Document:
------------------------------------
The unified collaborative communications (popularly known as video conferencing) market is going through consolidation phase. Polycom Inc. (PLCM) remains the only pure play video conferencing solutions provider which is yet to collaborate with another company. The company will declare its first quarter 2010 financial results on Apr 21 after the closing bell.
Video conferencing market becomes highly competitive after Cisco System Inc’s (CSCO) acquisition of Tandbarg and Logitech International SA’s (LOGI) purchase of privately held LifeSize Communications Inc.
Strong Market Demand
As a result of the severe economic downturn, business enterprises on a global basis are restricting travel budgets as cost control measure. This makes Polycom’s high-definition telepresence solutions a cost-induced alternative in an increasingly interactive world. The company is a leading solutions provider for video conferencing, with an estimated 35% share of the market. Video product line has achieved sequential growth and the high margin Network Systems business continues to grow year over year.
Estimate Revisions Trend
The overall trend in estimate revisions is quite favorable. Over the last 30 days, 2 of 9 analysts covering the stock raised their earnings estimates for both the first quarter and full fiscal 2010. No analyst made any downward revision during this period.
Currently the Zacks Consensus Estimate for the first quarter 2010 earnings is 18 cents per share, which would be a substantial improvement of 37.6% over the prior-year quarter. Similarly, the current Zacks Consensus Estimate of $1 per share for full fiscal 2010 earnings also indicates a massive improvement of 28.4% year over year.
------------------------------------
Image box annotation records
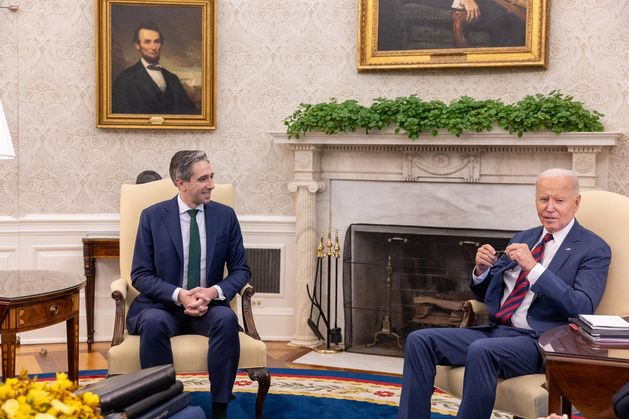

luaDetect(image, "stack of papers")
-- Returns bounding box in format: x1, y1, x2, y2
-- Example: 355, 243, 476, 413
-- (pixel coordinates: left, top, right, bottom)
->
579, 314, 629, 331
570, 314, 629, 347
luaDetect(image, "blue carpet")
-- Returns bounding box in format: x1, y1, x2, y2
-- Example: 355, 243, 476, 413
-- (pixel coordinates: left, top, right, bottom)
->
31, 368, 458, 419
191, 368, 402, 419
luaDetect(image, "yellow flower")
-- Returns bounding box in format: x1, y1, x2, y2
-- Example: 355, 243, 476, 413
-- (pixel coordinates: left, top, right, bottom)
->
0, 371, 102, 419
2, 398, 20, 418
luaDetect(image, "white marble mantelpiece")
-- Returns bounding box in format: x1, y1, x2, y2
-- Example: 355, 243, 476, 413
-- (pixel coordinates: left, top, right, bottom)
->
271, 130, 620, 346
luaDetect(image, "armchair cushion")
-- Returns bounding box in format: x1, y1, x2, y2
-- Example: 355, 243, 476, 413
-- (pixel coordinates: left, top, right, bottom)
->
107, 332, 266, 375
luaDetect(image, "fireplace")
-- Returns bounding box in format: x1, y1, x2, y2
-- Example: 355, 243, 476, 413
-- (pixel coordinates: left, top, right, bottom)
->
343, 224, 514, 356
271, 130, 620, 347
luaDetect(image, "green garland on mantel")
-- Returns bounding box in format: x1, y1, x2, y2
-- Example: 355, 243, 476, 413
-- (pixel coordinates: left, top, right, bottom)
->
284, 90, 604, 140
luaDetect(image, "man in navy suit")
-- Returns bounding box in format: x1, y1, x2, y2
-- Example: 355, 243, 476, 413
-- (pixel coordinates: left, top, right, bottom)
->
127, 150, 251, 418
398, 169, 611, 419
111, 22, 199, 115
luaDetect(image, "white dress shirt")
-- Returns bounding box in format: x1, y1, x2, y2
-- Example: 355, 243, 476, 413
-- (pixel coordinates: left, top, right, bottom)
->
172, 195, 225, 304
140, 58, 166, 93
472, 218, 574, 329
------------------------------------
Your goal: Carry on the Polycom earnings preview, picking up after its final sentence. The entries are separate material and are not part of the text about Polycom.

Final result:
Polycom has a disappointing track record with respect to earnings surprises. Average surprise for the last four quarters was a negative 26.3%, which means that it has missed the Zacks Consensus Estimate by that measure, on an average, over the last year.
Nevertheless, the current Zacks Consensus Estimate for the first quarter 2010 indicates a 5.6% upside potential (essentially a proxy for future earnings surprises). However, the full fiscal 2010 earnings estimate again indicates a 1% downward potential.
Our Recommendation
We believe demand for Polycom’s unified collaborative conferencing products will continue to increase in the near future as a result of several positive industry trends. The company has been able to maintain healthy profit margins and a strong balance sheet with consistent free cash flow growth year after year.
At the same time, this is also our view that these positives are already reflected in the current valuation leaving little room for above market gain. We thus maintain our Neutral recommendation.
Read the full analyst report on “PLCM”
Read the full analyst report on “CSCO”
Read the full analyst report on “LOGI”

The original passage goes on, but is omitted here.